=== PASSAGE ===
====
The History of Airsoft
Airsoft's popularity has grown across the globe over the years as a military simulation sport where players imitate military combat with replica assault weapons and tactics. However, before we delve much deeper into the game, how did it begin? I mean, where did it originate from and probably who started it?
Airsoft gained its popularity in the early 1980s in Japan after World War II. This was after the Japanese government introduced tight gun-laws, making it illegal to own a gun in the country. As a result, the demand for replica firearms increased, so did airsoft emerge. The name 'airsoft' or 'soft-air' came from what the Japanese called the green-gas that is used to propel the gun.
Due to the popularity of airsoft guns, major Japanese companies began manufacturing them on a large scale and began exporting them to neighboring countries such as Taiwan, Hong Kong, Korea, and the Philippines, which equally had stringent gun laws. Later on, the 'airsoft theory' reached Europe and America in the early 1980s and eventually spreading to other parts of the world. During those early days, players required to assemble the guns personally as they arrived in different pieces, unlike the modern times where such trouble has been eliminated.
So far, no one has been able to establish the creator of the first air-gun though some people have credited this to Daisy, an American gun manufacturer. She first began producing the air-guns as a marketing tool for her windmill manufacturing firm, where she issued the gun as a bonus to clients who purchased a new windmill.
However, Daisy's airsoft gun had one significant disadvantage. After every trigger pull, one had to pull back the cocking lever, which eradicated the practicality of a real firearm. Additionally, there was the use of metal or lead ball bullets (which players refer to as BB's) which were considered harmful to people. Concerning this, a Japanese company, Mazuren, reproduced the air-guns to fire plastic BB's and made an effort to duplicate a real-life firearm, thus obtaining the 'Soft-air' trademark.
====
=== RECORDS TO PROCESS ===
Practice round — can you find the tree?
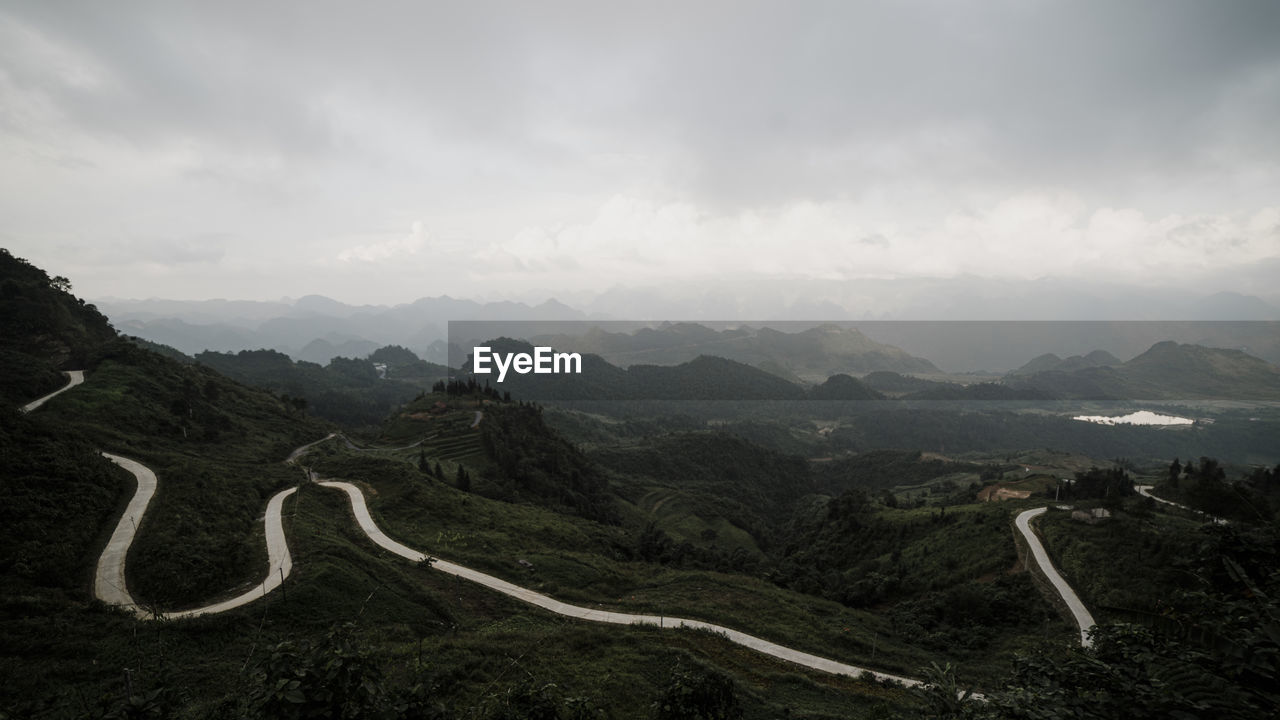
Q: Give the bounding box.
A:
[650,662,742,720]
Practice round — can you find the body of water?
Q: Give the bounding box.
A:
[1071,410,1196,425]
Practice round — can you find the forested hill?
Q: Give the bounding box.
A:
[196,350,435,427]
[0,249,115,405]
[1009,342,1280,400]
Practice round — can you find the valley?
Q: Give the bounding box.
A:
[0,248,1280,717]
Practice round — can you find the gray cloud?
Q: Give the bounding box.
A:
[0,0,1280,300]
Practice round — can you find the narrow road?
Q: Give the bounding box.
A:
[1014,507,1097,647]
[93,452,298,620]
[320,480,923,687]
[22,370,302,620]
[23,370,1095,700]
====
=== AIM 1 ===
Reproduce the entries from the line containing "Practice round — can you find the body" through the last entry, both ends included.
=== AIM 2 ===
Extend the airsoft history text past its final sentence.
The airsoft history passage and the entries have nothing to do with each other.

=== EXPECTED ANSWER 1 ===
Practice round — can you find the body of water?
Q: Give the bounding box.
A:
[1071,410,1196,425]
Practice round — can you find the forested hill?
Q: Give the bounding box.
A:
[196,350,435,427]
[0,249,115,405]
[1009,342,1280,400]
Practice round — can you find the valley?
Q: Give the bounding box.
A:
[0,248,1280,717]
Practice round — can you find the gray cloud?
Q: Give the bounding box.
A:
[0,0,1280,300]
Practice round — can you find the narrow road?
Q: Give the bounding box.
A:
[1014,507,1097,647]
[93,452,298,620]
[320,480,923,687]
[22,370,302,620]
[23,370,1095,700]

=== EXPECTED ANSWER 2 ===
Today, airsoft can be in most countries all over the world, each with their specific laws around the sport. Although some places such as Russia, Kuwait, and Mexico have no laws around the sport, others have laws in place to govern how and who can play the sport. In some, players have to be part of a shooting club to even own an airsoft gun while in most parts of the world, the 'orange' tip on the gun is mandatory to distinguish it from real steel.
Unfortunately, airsoft is illegal in some parts of the world, such as Singapore and Australia, whereas, in India, there are no guidelines or official groups concerning the sport, which continues to grow tremendously.
Actual Rules and Playstyles
Like any other sport, some rules and regulations govern airsoft as well. Whether you are playing on an indoor course or an out-door field course, these basic rules are essential for the safety of all players involved in the game. However, the rules range from the different arena where these games are hosted especially when it comes to the age of the players.
It is mandatory for players always to have eye protection such as safety goggles and face masks, which must never be removed during the game. The glasses are required to meet the ANSI-Z87.1 standards, which state that the lenses must cover the face, and therefore prescription glasses are not considered safe.
This rule does not apply to players only but also to visitors area the vicinity to avoid being hit by stray BBs, which might cause damage.
The Honour System
When an airsoft BB hits any part of a player's body, this is referred to as a hit. Therefore, the airsoft game uses the honor system to depend on a player's honesty to acknowledge being hit. Unlike paintballs, airsoft BBs do not leave any visible mark on a player's body, which calls for integrity on the part of the player whether to call the hit or not.
In this case, if a player has been hit, he or she must shout 'hit' while raising their weapon above their head. This makes the opposing player aware of the situation and will let the eliminated player walk to the safe zone, still with their gun raised above their head.
Referee or game moderator
This is an individual tasked with resolving any conflicts or issues in the game, calling of games, and being responsible for every safety-related item or event in the field of play. Since his word of approval is final, players are not supposed to argue with him; otherwise, you risk being ejected from the field of play.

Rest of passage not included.